╭─ DATA SHOWN

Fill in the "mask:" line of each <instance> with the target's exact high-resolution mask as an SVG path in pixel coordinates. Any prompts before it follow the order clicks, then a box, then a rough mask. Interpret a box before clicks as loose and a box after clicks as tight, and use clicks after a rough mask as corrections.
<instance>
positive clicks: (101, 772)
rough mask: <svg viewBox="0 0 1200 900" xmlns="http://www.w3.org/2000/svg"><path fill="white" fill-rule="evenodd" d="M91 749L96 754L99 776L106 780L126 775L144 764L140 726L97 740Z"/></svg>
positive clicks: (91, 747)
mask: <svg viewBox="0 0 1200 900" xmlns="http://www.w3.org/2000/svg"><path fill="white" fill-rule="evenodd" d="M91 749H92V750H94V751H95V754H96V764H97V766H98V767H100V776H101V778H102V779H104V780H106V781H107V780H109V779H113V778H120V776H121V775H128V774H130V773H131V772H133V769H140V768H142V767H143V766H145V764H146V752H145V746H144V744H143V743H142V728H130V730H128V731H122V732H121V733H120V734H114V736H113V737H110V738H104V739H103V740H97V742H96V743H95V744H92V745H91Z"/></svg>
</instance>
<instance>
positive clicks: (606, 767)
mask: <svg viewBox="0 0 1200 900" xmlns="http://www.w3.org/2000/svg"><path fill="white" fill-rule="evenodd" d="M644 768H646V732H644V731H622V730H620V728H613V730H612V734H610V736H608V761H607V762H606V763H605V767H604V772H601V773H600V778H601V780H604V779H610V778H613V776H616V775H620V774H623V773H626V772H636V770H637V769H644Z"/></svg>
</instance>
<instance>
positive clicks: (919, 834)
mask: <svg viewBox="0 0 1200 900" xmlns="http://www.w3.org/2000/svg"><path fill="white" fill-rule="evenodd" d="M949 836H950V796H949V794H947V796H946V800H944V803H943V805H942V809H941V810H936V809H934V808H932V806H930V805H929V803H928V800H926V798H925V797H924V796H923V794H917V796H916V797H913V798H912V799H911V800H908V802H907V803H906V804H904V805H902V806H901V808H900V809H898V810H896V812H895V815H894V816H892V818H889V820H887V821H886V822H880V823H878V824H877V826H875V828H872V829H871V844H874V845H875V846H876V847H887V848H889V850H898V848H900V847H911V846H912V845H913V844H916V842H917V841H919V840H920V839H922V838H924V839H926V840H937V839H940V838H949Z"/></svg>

╰─

TASK INSTRUCTIONS:
Nothing in the data may change. Give it again in full.

EXPECTED ANSWER:
Fill in the "mask:" line of each <instance> with the target's exact high-resolution mask as an SVG path in pixel coordinates. Any prompts before it follow the order clicks, then a box, then a rough mask. Interpret a box before clicks as loose and a box after clicks as tight, and use clicks after a rough mask as corrections.
<instance>
positive clicks: (101, 772)
rough mask: <svg viewBox="0 0 1200 900" xmlns="http://www.w3.org/2000/svg"><path fill="white" fill-rule="evenodd" d="M91 749L96 754L99 776L106 780L126 775L144 764L140 726L97 740Z"/></svg>
positive clicks: (91, 747)
mask: <svg viewBox="0 0 1200 900" xmlns="http://www.w3.org/2000/svg"><path fill="white" fill-rule="evenodd" d="M91 749H92V750H94V751H95V754H96V764H97V766H98V767H100V776H101V778H102V779H104V780H106V781H107V780H109V779H113V778H120V776H121V775H128V774H130V773H131V772H133V769H140V768H142V767H143V766H145V764H146V752H145V746H144V744H143V743H142V728H130V730H128V731H122V732H121V733H120V734H114V736H113V737H110V738H104V739H103V740H97V742H96V743H95V744H92V745H91Z"/></svg>
</instance>
<instance>
positive clicks: (606, 767)
mask: <svg viewBox="0 0 1200 900" xmlns="http://www.w3.org/2000/svg"><path fill="white" fill-rule="evenodd" d="M644 768H646V732H644V731H622V730H620V728H613V730H612V734H610V736H608V761H607V762H606V763H605V767H604V772H601V773H600V778H601V780H604V779H610V778H613V776H616V775H620V774H623V773H626V772H636V770H637V769H644Z"/></svg>
</instance>
<instance>
positive clicks: (919, 834)
mask: <svg viewBox="0 0 1200 900" xmlns="http://www.w3.org/2000/svg"><path fill="white" fill-rule="evenodd" d="M949 836H950V796H949V794H947V796H946V800H944V803H943V805H942V809H941V810H936V809H934V808H932V806H930V805H929V803H928V800H926V798H925V797H924V796H923V794H917V796H916V797H913V798H912V799H911V800H908V802H907V803H906V804H904V805H902V806H901V808H900V809H898V810H896V812H895V815H894V816H892V818H889V820H887V821H886V822H880V823H878V824H877V826H875V828H872V829H871V844H874V845H875V846H876V847H887V848H889V850H898V848H900V847H911V846H912V845H913V844H916V842H917V841H919V840H920V839H922V838H924V839H926V840H937V839H940V838H949Z"/></svg>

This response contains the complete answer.